_Text block:_
Post by justsayin on Nov 20, 2008 13:16:50 GMT -5
Well, Lord knows we all need a laugh these days.
Credit to the folks at the Park City Speedskating Club for finding this gem from Dave Barry, back in the SLC Olympic Days, and publishing it again in their monthly newsletter.
Enjoy and see if you recognize "anyone"
"COVERING WINTER GAMES: the long and "short track" of it."
By Dave Barry
Have you ever wondered how professional journalists cover an international sporting event? Well, too bad, because I'm going to tell you.
In February, I spent three weeks at the Winter Olympics in Utah ("Where the Party Never Stops Until 8:30 p.m."). I was part of the press corps swarming around Olympic events in thermal underwear, asking penetrating questions such as: (1) Who won this event?(2) How can you tell? (3) What is this event called again?
As you can see by these questions, the Olympic press corps does not always have a solid grasp on the events it's covering. Take, for example, short-track speed skating. This is one of those sports that nobody you know has ever heard of, let alone participated in. You suspect that the Olympic organizers invent these sports just to see if they can trick the press corps into covering them. Clearly this was the origin of curling ("I know! Let's have the competitors flail the ice with brooms!" "No! Even the press corps isn't stupid enough to fall for THAT!").
I spent two nights watching short-track speed skating, and I never did figure it out. It consists of people skating around very fast in a little circle, bent way over, with their faces almost touching the skater directly ahead, looking like performers in a musical extravaganza called "Proctologists on Ice."
So far, so good: It appears to be a race. But almost always, just before the end of the race, most of the competitors would fall down. This happened so often it appeared to be the preferred strategy ("Uh-oh! Finish line coming! Time to fall down!").
So the winner often turned out to be a competitor who, until the end of the race, had not been at all competitive. One much publicized Olympic short track event was won by an Australian, who, many eyewitnesses believe, was not even IN the race, because it is a known fact that there is no ice in Australia. This man was sitting off to the side, trying to figure out which skate went on which foot, when suddenly the race officials handed him a gold medal.
On those rare occasions when the leading competitors failed to fall down, the apparent winner would cross the finish line, skate around triumphantly for maybe a minute, and then ... get disqualified. I am serious. In the key races I saw, the officials invariably declared that the winner had violated some rule, and therefore somebody ELSE was the actual winner. Then, no matter who had won, a formal protest would be filed by Korea, which as far as I can tell is the only place in the world that takes this sport seriously.
So imagine you're a journalist covering this event. You watch the big race. At the end, the ice is littered with fallen proctologists. Out of this chaos, a random winner emerges and is immediately disqualified, at which point the formal Korean protest is filed. The crowd, 13,000 people, is on its feet, going: "Huh?"

_Material:_

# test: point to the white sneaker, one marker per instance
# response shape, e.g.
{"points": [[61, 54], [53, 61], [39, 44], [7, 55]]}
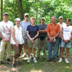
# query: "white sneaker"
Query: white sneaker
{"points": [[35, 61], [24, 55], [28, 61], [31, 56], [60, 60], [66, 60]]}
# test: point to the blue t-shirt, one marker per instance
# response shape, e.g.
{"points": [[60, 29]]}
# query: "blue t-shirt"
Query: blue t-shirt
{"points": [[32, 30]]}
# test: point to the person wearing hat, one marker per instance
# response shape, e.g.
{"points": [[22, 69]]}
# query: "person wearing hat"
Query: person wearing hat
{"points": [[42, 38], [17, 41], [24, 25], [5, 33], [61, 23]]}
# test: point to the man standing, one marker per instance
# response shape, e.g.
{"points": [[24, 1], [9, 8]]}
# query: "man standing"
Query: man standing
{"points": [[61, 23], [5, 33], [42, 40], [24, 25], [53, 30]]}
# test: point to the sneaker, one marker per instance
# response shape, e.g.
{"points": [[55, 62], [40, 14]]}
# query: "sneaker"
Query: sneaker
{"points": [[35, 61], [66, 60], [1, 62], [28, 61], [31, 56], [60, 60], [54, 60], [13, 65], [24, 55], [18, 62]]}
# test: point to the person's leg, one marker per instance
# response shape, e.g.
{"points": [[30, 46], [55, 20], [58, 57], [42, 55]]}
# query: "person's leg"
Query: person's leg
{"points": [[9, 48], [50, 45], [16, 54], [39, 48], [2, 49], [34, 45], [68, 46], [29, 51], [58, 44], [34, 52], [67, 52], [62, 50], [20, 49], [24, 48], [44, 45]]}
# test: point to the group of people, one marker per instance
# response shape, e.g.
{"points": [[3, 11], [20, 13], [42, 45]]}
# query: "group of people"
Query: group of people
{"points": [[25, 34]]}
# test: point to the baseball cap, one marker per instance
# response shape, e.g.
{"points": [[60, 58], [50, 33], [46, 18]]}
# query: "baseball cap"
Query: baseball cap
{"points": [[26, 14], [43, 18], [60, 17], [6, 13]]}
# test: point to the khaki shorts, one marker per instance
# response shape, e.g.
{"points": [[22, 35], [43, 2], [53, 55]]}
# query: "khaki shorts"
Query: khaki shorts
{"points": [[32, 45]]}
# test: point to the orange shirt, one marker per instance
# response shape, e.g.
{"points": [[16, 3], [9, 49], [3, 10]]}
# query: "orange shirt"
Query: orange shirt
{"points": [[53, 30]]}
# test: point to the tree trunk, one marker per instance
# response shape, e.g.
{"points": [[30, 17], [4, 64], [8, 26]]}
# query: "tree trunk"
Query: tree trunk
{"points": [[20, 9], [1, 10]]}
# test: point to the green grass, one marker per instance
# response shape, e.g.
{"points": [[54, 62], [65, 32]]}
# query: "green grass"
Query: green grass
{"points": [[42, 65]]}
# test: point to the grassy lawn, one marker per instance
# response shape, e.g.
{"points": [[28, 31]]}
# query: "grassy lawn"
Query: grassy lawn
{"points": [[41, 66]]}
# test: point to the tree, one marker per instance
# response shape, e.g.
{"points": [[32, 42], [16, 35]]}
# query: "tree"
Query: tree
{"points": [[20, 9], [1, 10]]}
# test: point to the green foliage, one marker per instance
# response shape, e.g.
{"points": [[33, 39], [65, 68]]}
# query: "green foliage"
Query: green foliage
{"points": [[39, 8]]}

...

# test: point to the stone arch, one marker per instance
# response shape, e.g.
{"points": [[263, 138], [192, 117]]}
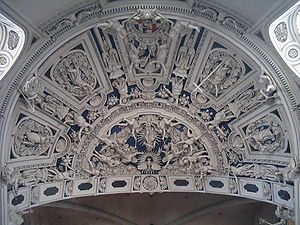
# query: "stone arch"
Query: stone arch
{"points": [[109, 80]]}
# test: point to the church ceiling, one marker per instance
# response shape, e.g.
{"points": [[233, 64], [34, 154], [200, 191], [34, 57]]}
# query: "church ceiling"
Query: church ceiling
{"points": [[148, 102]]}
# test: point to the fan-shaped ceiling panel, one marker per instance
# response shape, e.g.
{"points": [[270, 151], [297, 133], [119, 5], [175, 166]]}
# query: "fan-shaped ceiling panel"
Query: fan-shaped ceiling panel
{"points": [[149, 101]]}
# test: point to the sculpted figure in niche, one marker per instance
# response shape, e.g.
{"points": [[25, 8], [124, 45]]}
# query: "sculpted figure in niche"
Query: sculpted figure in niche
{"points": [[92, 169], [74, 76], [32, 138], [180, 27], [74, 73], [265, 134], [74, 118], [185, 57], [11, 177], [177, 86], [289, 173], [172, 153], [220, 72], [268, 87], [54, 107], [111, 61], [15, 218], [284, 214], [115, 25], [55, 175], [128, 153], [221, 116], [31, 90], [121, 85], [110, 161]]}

_What to produce:_ Write out the passage of the column on covering the Winter Olympics between "Post by justsayin" and "event called again?", inclusive, word for word. The material was taken from a different source than the text.

_The response:_
Post by justsayin on Nov 20, 2008 13:16:50 GMT -5
Well, Lord knows we all need a laugh these days.
Credit to the folks at the Park City Speedskating Club for finding this gem from Dave Barry, back in the SLC Olympic Days, and publishing it again in their monthly newsletter.
Enjoy and see if you recognize "anyone"
"COVERING WINTER GAMES: the long and "short track" of it."
By Dave Barry
Have you ever wondered how professional journalists cover an international sporting event? Well, too bad, because I'm going to tell you.
In February, I spent three weeks at the Winter Olympics in Utah ("Where the Party Never Stops Until 8:30 p.m."). I was part of the press corps swarming around Olympic events in thermal underwear, asking penetrating questions such as: (1) Who won this event?(2) How can you tell? (3) What is this event called again?